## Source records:
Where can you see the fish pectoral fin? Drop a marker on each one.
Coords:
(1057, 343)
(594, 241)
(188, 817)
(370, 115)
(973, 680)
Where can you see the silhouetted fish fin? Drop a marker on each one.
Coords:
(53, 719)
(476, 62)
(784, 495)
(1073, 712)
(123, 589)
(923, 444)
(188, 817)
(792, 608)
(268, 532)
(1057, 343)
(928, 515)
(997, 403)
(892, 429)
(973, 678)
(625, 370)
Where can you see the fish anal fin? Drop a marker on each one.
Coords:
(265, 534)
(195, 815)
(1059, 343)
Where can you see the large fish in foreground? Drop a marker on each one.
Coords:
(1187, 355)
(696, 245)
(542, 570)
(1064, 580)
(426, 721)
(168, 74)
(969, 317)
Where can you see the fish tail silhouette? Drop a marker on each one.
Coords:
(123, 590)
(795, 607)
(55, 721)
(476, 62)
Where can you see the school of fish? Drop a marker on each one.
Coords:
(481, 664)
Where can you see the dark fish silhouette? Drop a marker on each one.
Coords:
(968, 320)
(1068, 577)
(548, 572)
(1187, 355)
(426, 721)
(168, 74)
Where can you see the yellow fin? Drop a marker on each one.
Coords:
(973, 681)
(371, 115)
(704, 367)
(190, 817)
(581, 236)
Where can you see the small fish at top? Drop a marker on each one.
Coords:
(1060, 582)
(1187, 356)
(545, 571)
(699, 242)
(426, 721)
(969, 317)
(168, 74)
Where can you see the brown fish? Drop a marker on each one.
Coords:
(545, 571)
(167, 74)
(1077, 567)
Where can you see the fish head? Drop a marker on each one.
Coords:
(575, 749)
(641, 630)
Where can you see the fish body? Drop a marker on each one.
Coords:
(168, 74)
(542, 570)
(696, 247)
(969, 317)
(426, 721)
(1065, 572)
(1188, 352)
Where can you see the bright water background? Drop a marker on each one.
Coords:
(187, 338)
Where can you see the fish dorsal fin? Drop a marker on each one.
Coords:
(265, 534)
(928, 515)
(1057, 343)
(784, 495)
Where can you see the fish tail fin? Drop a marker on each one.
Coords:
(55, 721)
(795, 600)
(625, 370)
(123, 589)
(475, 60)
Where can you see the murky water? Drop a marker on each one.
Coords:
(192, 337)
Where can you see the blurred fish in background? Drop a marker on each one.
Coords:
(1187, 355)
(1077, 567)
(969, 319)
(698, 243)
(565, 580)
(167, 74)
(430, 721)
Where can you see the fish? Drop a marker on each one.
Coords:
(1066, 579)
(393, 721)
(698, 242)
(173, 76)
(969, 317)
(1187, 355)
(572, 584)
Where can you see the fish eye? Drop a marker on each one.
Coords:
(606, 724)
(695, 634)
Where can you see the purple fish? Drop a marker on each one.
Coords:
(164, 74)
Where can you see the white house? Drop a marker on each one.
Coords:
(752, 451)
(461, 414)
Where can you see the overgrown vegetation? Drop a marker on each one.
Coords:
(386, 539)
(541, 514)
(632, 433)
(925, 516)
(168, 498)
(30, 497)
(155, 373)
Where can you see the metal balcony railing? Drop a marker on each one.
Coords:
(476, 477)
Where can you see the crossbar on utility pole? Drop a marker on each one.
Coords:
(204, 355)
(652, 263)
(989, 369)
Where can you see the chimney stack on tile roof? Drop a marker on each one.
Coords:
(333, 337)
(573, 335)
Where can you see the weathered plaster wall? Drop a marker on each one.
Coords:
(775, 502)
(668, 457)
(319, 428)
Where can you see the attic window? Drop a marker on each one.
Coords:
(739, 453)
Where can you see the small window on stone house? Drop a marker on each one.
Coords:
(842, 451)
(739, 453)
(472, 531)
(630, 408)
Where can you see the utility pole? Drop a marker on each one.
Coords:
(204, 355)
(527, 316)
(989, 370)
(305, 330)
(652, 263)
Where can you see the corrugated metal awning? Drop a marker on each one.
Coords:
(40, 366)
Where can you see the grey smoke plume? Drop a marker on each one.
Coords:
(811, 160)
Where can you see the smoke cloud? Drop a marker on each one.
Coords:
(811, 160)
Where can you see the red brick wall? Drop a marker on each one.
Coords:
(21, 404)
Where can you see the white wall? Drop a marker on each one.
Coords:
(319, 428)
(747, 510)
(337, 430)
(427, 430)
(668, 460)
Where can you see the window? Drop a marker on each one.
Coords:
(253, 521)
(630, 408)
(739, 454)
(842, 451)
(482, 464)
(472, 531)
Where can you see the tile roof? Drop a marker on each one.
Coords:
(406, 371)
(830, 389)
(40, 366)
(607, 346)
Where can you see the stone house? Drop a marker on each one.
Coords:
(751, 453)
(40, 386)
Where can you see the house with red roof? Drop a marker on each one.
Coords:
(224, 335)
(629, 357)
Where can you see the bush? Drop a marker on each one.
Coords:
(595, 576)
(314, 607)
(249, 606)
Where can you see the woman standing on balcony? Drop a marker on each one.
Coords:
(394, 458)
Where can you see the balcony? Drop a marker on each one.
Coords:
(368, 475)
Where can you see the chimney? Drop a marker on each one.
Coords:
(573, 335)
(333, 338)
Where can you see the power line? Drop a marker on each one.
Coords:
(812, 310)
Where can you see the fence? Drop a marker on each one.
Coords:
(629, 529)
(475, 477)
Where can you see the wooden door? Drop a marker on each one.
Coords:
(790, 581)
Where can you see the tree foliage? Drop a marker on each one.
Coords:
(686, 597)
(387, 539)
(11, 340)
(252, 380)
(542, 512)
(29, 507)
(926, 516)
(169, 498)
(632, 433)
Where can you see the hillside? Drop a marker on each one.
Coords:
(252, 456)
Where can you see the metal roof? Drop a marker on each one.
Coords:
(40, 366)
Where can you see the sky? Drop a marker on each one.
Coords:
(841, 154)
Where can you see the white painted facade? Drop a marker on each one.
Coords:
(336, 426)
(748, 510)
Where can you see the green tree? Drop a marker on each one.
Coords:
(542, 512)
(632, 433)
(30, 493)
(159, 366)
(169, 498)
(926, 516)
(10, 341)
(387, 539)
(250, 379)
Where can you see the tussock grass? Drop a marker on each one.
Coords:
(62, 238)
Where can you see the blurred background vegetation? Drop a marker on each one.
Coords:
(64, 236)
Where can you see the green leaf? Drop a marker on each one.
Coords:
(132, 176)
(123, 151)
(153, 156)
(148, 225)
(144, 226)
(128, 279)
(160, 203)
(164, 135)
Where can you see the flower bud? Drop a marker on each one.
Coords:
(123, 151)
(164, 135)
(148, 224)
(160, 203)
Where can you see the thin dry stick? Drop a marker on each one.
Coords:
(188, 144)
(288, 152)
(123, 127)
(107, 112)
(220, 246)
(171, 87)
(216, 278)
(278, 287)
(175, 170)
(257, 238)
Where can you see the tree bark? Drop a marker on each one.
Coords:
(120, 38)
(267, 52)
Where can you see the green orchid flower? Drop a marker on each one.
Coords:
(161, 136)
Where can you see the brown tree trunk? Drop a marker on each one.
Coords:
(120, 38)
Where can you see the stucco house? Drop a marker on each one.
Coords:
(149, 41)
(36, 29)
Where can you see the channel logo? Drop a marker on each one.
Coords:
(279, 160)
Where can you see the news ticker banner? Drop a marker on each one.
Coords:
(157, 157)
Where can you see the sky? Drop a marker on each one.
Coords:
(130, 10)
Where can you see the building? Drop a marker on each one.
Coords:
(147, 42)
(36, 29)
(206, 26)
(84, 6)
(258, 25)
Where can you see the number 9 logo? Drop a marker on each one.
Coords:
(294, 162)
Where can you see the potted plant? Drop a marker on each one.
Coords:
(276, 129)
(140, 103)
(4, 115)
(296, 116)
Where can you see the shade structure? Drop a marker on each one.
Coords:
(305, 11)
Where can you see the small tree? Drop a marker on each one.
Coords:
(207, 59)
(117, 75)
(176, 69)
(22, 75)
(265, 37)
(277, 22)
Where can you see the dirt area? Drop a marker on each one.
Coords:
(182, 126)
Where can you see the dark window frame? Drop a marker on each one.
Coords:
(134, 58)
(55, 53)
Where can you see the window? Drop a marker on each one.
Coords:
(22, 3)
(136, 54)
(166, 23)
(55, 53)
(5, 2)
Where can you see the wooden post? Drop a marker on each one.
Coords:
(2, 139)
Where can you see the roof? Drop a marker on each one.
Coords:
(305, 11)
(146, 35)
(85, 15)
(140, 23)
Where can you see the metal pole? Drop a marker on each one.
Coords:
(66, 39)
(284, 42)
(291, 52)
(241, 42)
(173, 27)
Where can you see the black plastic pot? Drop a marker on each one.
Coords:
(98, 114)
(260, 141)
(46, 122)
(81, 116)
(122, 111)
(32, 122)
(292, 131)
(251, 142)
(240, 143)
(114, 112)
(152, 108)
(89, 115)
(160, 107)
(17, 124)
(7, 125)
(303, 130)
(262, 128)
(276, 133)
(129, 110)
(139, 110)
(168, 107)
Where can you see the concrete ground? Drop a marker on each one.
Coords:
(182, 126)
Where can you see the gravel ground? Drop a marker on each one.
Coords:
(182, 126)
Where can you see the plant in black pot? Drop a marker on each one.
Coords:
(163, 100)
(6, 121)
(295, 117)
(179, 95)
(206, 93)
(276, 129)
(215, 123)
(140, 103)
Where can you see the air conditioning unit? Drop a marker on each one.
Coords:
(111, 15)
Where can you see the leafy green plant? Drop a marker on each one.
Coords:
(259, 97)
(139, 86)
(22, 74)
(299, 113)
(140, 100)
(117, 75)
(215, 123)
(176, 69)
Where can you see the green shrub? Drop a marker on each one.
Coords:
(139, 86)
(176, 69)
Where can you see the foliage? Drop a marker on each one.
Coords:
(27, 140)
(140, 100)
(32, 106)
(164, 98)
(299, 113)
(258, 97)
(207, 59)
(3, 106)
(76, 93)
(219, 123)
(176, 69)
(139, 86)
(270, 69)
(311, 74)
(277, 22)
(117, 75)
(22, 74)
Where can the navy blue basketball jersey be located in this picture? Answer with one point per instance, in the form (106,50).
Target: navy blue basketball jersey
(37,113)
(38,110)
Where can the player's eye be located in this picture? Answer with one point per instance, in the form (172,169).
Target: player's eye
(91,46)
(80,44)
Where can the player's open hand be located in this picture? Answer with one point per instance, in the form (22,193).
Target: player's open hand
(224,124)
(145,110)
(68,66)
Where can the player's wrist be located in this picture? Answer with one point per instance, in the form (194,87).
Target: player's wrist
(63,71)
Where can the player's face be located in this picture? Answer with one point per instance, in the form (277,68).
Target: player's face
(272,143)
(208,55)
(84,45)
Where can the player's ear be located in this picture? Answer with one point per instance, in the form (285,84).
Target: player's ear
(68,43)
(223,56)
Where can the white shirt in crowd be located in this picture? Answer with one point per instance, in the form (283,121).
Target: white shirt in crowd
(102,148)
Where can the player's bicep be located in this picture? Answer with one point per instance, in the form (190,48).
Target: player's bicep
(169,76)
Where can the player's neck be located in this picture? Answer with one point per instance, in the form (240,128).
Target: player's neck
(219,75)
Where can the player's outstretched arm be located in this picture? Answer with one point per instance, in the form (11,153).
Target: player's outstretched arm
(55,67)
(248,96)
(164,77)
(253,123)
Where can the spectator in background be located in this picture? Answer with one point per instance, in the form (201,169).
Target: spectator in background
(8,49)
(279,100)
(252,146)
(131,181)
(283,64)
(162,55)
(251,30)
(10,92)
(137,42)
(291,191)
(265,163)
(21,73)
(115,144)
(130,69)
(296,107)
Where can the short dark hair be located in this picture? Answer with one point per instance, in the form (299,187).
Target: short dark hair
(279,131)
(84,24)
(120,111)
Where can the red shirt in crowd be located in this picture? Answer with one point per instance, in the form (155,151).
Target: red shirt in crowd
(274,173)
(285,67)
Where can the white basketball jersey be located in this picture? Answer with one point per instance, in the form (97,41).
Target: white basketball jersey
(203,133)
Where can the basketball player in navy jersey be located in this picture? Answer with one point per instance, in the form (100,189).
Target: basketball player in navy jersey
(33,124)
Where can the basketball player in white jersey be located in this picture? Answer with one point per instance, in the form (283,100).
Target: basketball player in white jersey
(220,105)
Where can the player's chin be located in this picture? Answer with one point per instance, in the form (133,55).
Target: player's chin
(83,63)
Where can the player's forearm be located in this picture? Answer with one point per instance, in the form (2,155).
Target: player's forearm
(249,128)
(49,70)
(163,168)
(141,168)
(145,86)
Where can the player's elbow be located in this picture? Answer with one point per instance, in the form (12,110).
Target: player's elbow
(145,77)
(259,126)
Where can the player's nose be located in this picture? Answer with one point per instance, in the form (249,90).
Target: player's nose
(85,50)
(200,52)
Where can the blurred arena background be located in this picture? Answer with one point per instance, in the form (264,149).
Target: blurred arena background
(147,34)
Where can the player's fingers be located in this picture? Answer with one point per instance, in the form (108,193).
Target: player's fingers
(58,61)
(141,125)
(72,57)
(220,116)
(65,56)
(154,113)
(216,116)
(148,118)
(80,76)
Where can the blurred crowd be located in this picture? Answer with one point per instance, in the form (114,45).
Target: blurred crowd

## PROMPT:
Reproduce the material verbatim, starting at its first line and ending with the line that contains "(1059, 343)", both included.

## RESPONSE:
Where can you see the fish pectoral fin? Drop a marker on each one.
Coords:
(1057, 343)
(594, 241)
(188, 817)
(370, 115)
(973, 680)
Where can you see the silhouetted fish fin? Drop a marker on each one.
Coords:
(53, 719)
(476, 62)
(784, 495)
(1073, 712)
(123, 589)
(923, 444)
(188, 817)
(792, 608)
(268, 532)
(1057, 343)
(928, 515)
(997, 403)
(892, 429)
(973, 678)
(625, 370)
Where can you see the fish anal fin? Drop a marker on each one.
Coords:
(265, 534)
(195, 815)
(1059, 343)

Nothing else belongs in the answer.